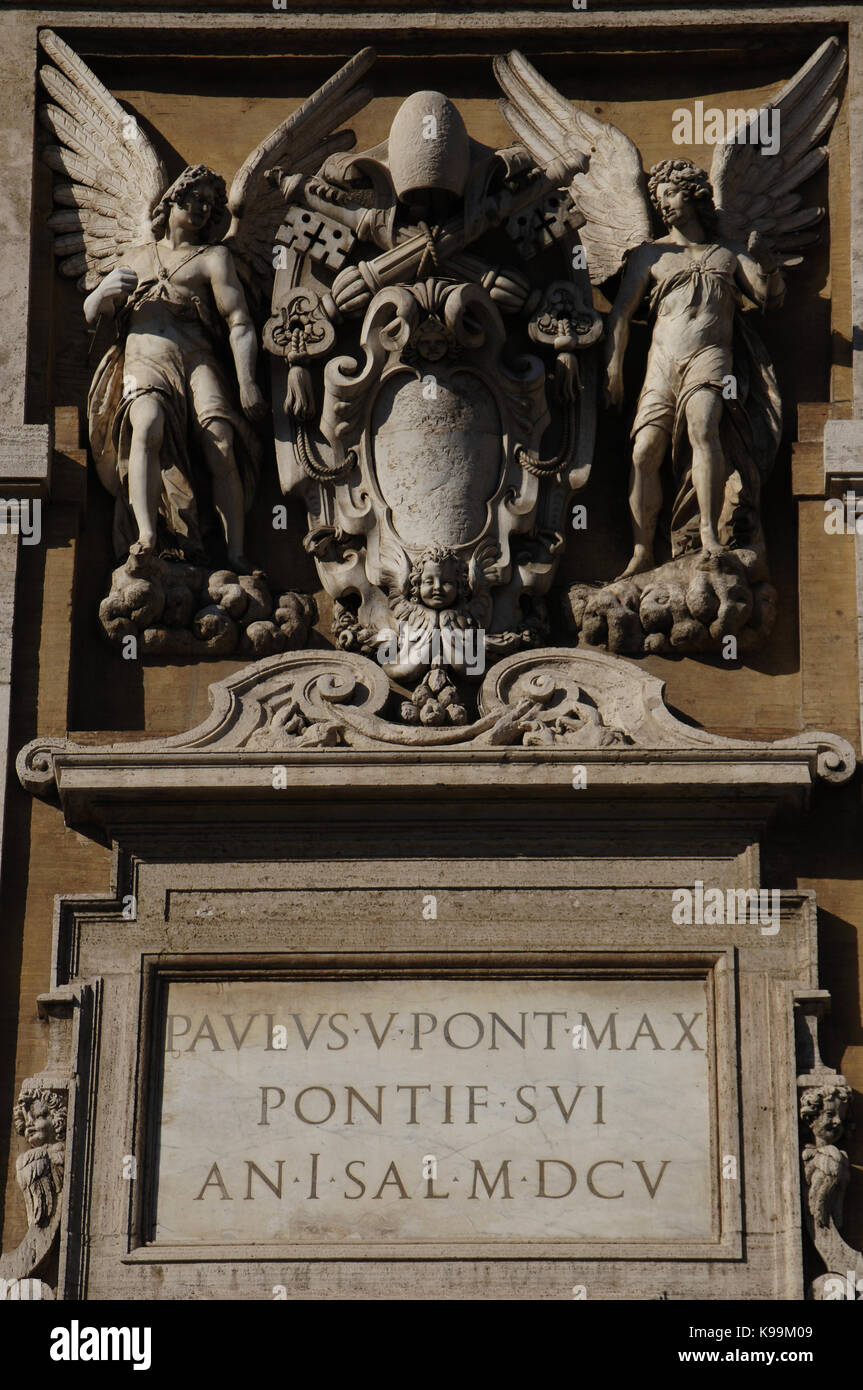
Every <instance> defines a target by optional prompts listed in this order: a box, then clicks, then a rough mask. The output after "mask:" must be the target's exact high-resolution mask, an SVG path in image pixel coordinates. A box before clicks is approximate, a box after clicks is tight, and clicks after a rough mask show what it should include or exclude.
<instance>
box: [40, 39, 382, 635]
mask: <svg viewBox="0 0 863 1390" xmlns="http://www.w3.org/2000/svg"><path fill="white" fill-rule="evenodd" d="M42 44H43V47H44V50H46V53H47V54H49V57H50V58H51V60H53V64H54V65H53V67H47V65H46V67H43V68H42V72H40V78H42V83H43V86H44V88H46V90H47V93H49V96H50V99H51V100H50V103H49V104H46V106H43V107H42V111H40V115H42V120H43V122H44V124H46V125H47V126H49V129H50V131H51V133H53V135H54V136H56V138H57V142H58V143H56V145H49V146H47V147H46V149H44V150H43V158H44V161H46V163H47V164H49V165H50V167H51V168H53V170H54V171H56V172H57V174H58V175H61V181H60V182H57V183H56V188H54V200H56V204H57V210H56V211H54V214H53V217H51V218H50V224H51V227H53V229H54V232H56V247H54V249H56V253H57V254H58V257H60V272H61V274H63V275H68V277H74V278H76V282H78V286H79V288H81V289H82V291H89V295H88V297H86V300H85V314H86V318H88V321H89V322H92V324H97V321H99V318H100V316H103V314H111V316H113V318H114V321H115V325H117V341H115V343H114V345H113V346H111V347H110V349H108V352H107V353H106V356H104V357H103V360H101V363H100V366H99V368H97V371H96V374H94V378H93V384H92V388H90V393H89V402H88V409H89V427H90V446H92V453H93V459H94V463H96V468H97V471H99V477H100V478H101V481H103V484H104V485H106V486H107V489H108V491H110V492H111V493H113V495H114V496H115V498H117V505H115V520H114V545H115V550H117V556H118V559H124V557H125V556H128V559H126V560H125V564H124V566H121V569H120V570H117V571H115V574H114V580H113V589H111V594H110V595H108V598H107V599H106V600H104V603H103V609H101V619H103V624H104V626H106V628H107V630H108V634H110V635H113V637H115V638H122V637H125V635H128V634H131V632H139V634H143V635H145V646H146V648H147V649H149V651H150V652H153V653H163V655H182V653H189V652H193V651H195V649H197V648H203V649H207V651H208V652H211V653H214V655H221V653H224V652H228V651H231V649H232V648H233V646H235V645H236V642H238V639H239V637H240V631H242V638H243V641H242V645H243V648H246V649H252V651H254V652H256V655H267V653H268V652H270V651H279V649H281V648H283V646H285V645H286V644H288V642H293V641H295V639H296V638H297V637H302V638H304V635H306V631H307V626H309V619H311V616H313V613H311V606H310V605H309V603H306V605H303V603H302V596H297V595H286V596H283V600H279V602H281V607H277V609H275V613H274V612H272V607H274V605H272V599H271V595H270V594H268V589H267V585H265V581H264V575H263V574H261V571H254V573H253V574H252V573H250V570H252V566H250V563H249V560H247V559H246V557H245V553H243V549H245V545H243V531H245V514H246V512H247V509H249V506H250V502H252V499H253V495H254V489H256V484H257V478H258V470H260V460H261V452H263V450H261V441H260V436H258V435H257V432H256V428H254V425H256V423H257V421H258V420H261V418H263V416H264V414H265V413H267V403H265V400H264V396H263V393H261V389H260V386H258V384H257V379H256V363H257V345H258V329H257V328H256V324H254V321H253V314H252V311H250V307H249V300H250V299H252V303H253V306H254V304H256V302H257V297H261V296H263V299H264V300H267V299H268V285H271V282H272V243H274V236H275V231H277V228H278V225H279V221H281V217H282V211H283V203H282V199H281V196H279V193H278V189H275V188H274V186H272V183H270V182H268V181H267V178H265V171H267V168H268V167H270V165H271V164H272V163H277V161H282V163H286V164H289V167H290V168H293V170H297V171H302V170H314V168H318V165H320V164H321V161H322V160H324V158H325V157H327V156H328V154H331V153H334V152H336V150H342V149H345V147H346V146H349V145H350V143H352V142H353V136H352V135H350V132H346V131H339V129H338V125H339V122H340V121H342V120H345V118H347V117H350V115H353V114H354V113H356V111H357V110H359V108H360V107H363V106H364V104H365V103H367V101H368V100H370V96H371V92H370V90H368V89H367V88H361V86H357V79H359V76H361V74H363V72H364V71H365V70H367V68H368V65H370V63H371V58H372V53H371V50H365V51H364V53H360V54H359V56H357V57H356V58H354V60H352V61H350V63H349V64H346V65H345V68H342V71H340V72H339V74H336V76H335V78H334V79H332V81H331V82H328V83H325V85H324V86H322V88H321V89H320V90H318V92H315V93H314V96H311V97H310V99H309V100H307V101H304V103H303V104H302V106H300V107H299V110H296V111H295V113H293V114H292V115H290V117H288V120H285V121H283V122H282V124H281V125H278V126H277V129H274V131H272V132H271V133H270V135H268V136H267V139H264V140H263V142H261V143H260V145H258V146H257V149H256V150H253V152H252V154H250V156H249V157H247V158H246V161H245V163H243V165H242V167H240V170H239V171H238V174H236V175H235V178H233V182H232V185H231V190H229V192H228V190H227V186H225V182H224V179H222V178H221V177H220V175H218V174H215V172H214V171H213V170H210V168H207V167H206V165H204V164H195V165H188V167H186V168H185V170H183V171H182V172H181V175H179V177H178V178H176V179H174V182H170V179H168V175H167V172H165V168H164V164H163V163H161V160H160V158H158V156H157V153H156V150H154V149H153V146H151V143H150V140H149V139H147V136H146V133H145V132H143V131H142V129H140V126H139V125H138V122H136V121H135V118H133V117H131V115H129V113H126V111H125V110H124V107H121V106H120V103H118V101H117V100H115V99H114V97H113V96H111V93H110V92H108V90H107V89H106V88H104V86H103V83H101V82H99V79H97V78H96V76H94V75H93V72H90V70H89V68H88V67H86V64H85V63H82V60H81V58H79V57H78V56H76V54H75V53H74V51H72V49H69V46H68V44H67V43H64V42H63V40H61V39H60V38H58V36H57V35H54V33H51V32H50V31H43V32H42ZM206 478H208V480H210V481H208V488H207V485H206V482H204V481H203V480H206ZM202 498H203V499H206V503H207V505H208V512H210V514H211V516H213V513H214V514H215V518H217V532H218V534H217V542H215V543H217V549H218V546H220V542H221V550H222V557H224V559H227V562H228V566H229V569H228V570H213V567H211V566H210V564H208V552H210V550H211V538H210V537H208V534H207V525H206V517H204V510H206V507H202ZM211 530H213V527H211ZM208 542H210V543H208ZM165 557H167V559H168V560H174V562H181V563H174V564H171V563H168V564H165ZM182 562H186V563H182ZM202 605H203V606H202ZM196 607H197V609H199V612H197V614H196V617H195V621H193V624H192V628H189V620H190V619H192V616H193V613H195V609H196ZM274 619H275V621H274Z"/></svg>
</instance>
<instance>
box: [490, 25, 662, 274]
mask: <svg viewBox="0 0 863 1390" xmlns="http://www.w3.org/2000/svg"><path fill="white" fill-rule="evenodd" d="M495 76H496V78H498V83H499V86H500V90H502V92H503V95H504V96H503V100H502V101H500V110H502V113H503V117H504V120H506V122H507V125H509V126H510V129H511V131H513V132H514V133H516V135H517V138H518V139H520V140H521V142H523V143H524V145H525V146H527V149H528V150H529V153H531V154H532V157H534V158H535V160H536V163H538V164H539V165H541V167H543V168H545V167H548V165H549V164H550V163H552V161H553V160H554V157H556V156H559V157H560V156H566V154H571V152H573V150H578V152H580V153H582V154H586V156H588V158H589V161H591V164H589V168H588V170H586V172H585V174H577V175H575V178H574V179H573V182H571V183H570V196H571V199H573V202H574V203H575V207H577V208H578V211H580V213H581V214H582V215H584V218H585V225H584V227H582V228H581V232H580V236H581V242H582V245H584V249H585V254H586V260H588V271H589V275H591V282H592V284H593V285H602V284H603V281H606V279H609V278H610V277H611V275H614V274H616V271H618V270H620V267H621V264H623V260H624V256H625V253H627V252H628V250H631V249H632V247H634V246H638V245H641V242H646V240H649V239H650V236H652V235H653V227H652V221H650V206H649V202H648V192H646V185H645V175H643V170H642V164H641V154H639V153H638V149H636V146H635V145H634V143H632V140H631V139H630V138H628V136H627V135H624V133H623V131H618V129H617V126H614V125H609V122H607V121H598V120H596V117H595V115H588V113H586V111H582V110H580V108H578V107H575V106H571V104H570V103H568V101H567V100H566V97H563V96H561V95H560V92H557V89H556V88H553V86H552V83H550V82H546V79H545V78H543V76H541V75H539V72H536V68H534V67H532V65H531V64H529V63H528V61H527V58H524V57H523V56H521V53H518V51H517V50H513V51H511V53H509V54H507V57H506V58H500V57H498V58H495Z"/></svg>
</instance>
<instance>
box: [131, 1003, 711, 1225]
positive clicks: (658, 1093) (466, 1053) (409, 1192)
mask: <svg viewBox="0 0 863 1390" xmlns="http://www.w3.org/2000/svg"><path fill="white" fill-rule="evenodd" d="M163 1027H164V1081H163V1093H161V1113H160V1118H158V1143H157V1150H158V1163H157V1188H156V1202H154V1240H156V1243H157V1244H160V1243H161V1244H193V1245H195V1244H208V1245H213V1244H228V1245H232V1244H243V1245H247V1244H263V1245H265V1244H268V1245H272V1244H290V1245H321V1244H328V1243H334V1244H346V1245H352V1244H356V1245H357V1247H360V1245H361V1247H363V1248H365V1247H367V1245H370V1244H393V1243H396V1244H399V1243H406V1244H407V1243H410V1244H428V1245H442V1244H447V1243H453V1241H459V1243H464V1241H468V1243H470V1241H477V1243H479V1241H481V1243H484V1244H489V1243H492V1244H493V1243H498V1241H499V1243H507V1241H509V1243H511V1241H525V1240H542V1241H543V1243H549V1241H552V1243H556V1241H561V1243H564V1241H570V1243H571V1241H603V1243H605V1241H620V1243H627V1241H630V1243H643V1241H650V1243H656V1241H664V1243H674V1241H692V1240H710V1238H712V1234H713V1233H714V1219H716V1213H714V1197H713V1195H712V1194H713V1191H714V1184H713V1181H712V1165H716V1162H717V1159H716V1155H714V1151H713V1150H714V1145H712V1113H710V1088H712V1062H710V1058H712V1048H713V1040H712V1038H710V1037H709V1012H707V997H706V984H705V981H703V980H700V979H668V980H657V979H650V980H614V979H606V980H585V979H577V980H574V979H570V980H513V979H506V980H478V981H474V980H428V979H424V980H404V979H400V980H367V981H363V980H349V981H334V980H311V979H303V980H283V981H272V983H263V981H227V983H203V981H189V983H186V981H178V983H171V984H170V986H168V988H167V1008H165V1017H164V1023H163Z"/></svg>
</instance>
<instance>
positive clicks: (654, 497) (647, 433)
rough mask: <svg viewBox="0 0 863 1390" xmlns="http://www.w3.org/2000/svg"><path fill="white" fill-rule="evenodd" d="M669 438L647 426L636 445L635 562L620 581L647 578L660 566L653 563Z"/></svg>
mask: <svg viewBox="0 0 863 1390" xmlns="http://www.w3.org/2000/svg"><path fill="white" fill-rule="evenodd" d="M667 448H668V435H667V434H666V431H664V430H660V427H659V425H645V427H643V428H642V430H639V431H638V434H636V435H635V439H634V442H632V470H631V473H630V512H631V513H632V539H634V542H635V545H634V549H632V559H631V560H630V563H628V564H627V567H625V570H624V571H623V574H620V575H618V578H621V580H624V578H627V577H628V575H630V574H643V571H645V570H652V569H653V566H655V564H656V560H655V559H653V538H655V535H656V523H657V521H659V513H660V509H661V505H663V491H661V484H660V477H659V470H660V468H661V463H663V459H664V457H666V449H667Z"/></svg>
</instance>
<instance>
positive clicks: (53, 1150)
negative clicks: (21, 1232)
mask: <svg viewBox="0 0 863 1390" xmlns="http://www.w3.org/2000/svg"><path fill="white" fill-rule="evenodd" d="M67 1109H68V1081H65V1080H63V1079H60V1077H56V1076H51V1074H49V1073H44V1072H43V1073H40V1074H39V1076H35V1077H28V1079H26V1080H25V1081H22V1083H21V1090H19V1093H18V1102H17V1105H15V1108H14V1112H13V1118H14V1125H15V1133H18V1134H21V1136H22V1137H24V1138H25V1140H26V1143H28V1145H29V1148H26V1150H25V1152H24V1154H21V1155H19V1156H18V1159H17V1162H15V1177H17V1179H18V1186H19V1188H21V1193H22V1195H24V1204H25V1208H26V1220H28V1232H26V1236H25V1237H24V1240H22V1241H21V1244H19V1245H18V1248H17V1250H14V1251H10V1254H7V1255H0V1298H1V1300H8V1298H53V1297H54V1293H53V1290H51V1287H50V1286H49V1284H46V1283H42V1282H40V1280H35V1279H33V1277H32V1276H33V1275H36V1273H39V1272H42V1270H43V1268H44V1265H46V1262H47V1261H49V1258H50V1255H51V1251H53V1248H54V1243H56V1238H57V1233H58V1229H60V1197H61V1193H63V1179H64V1170H65V1127H67Z"/></svg>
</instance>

AUFGABE – Ändere in den Einträgen vom Anfang bis einschließlich der Zeile mit „box: [40, 39, 382, 635]“ den Ausdruck „exact“ zu „precise“ und gib diese Zeilen ansonsten unverändert wieder. Bilder werden in der Antwort weggelassen.

LÖSUNG –
Every <instance> defines a target by optional prompts listed in this order: a box, then clicks, then a rough mask. The output after "mask:" must be the target's precise high-resolution mask, an SVG path in image pixel coordinates. A box before clicks is approximate, a box after clicks is tight, and clicks after a rough mask show what it should include or exclude.
<instance>
box: [40, 39, 382, 635]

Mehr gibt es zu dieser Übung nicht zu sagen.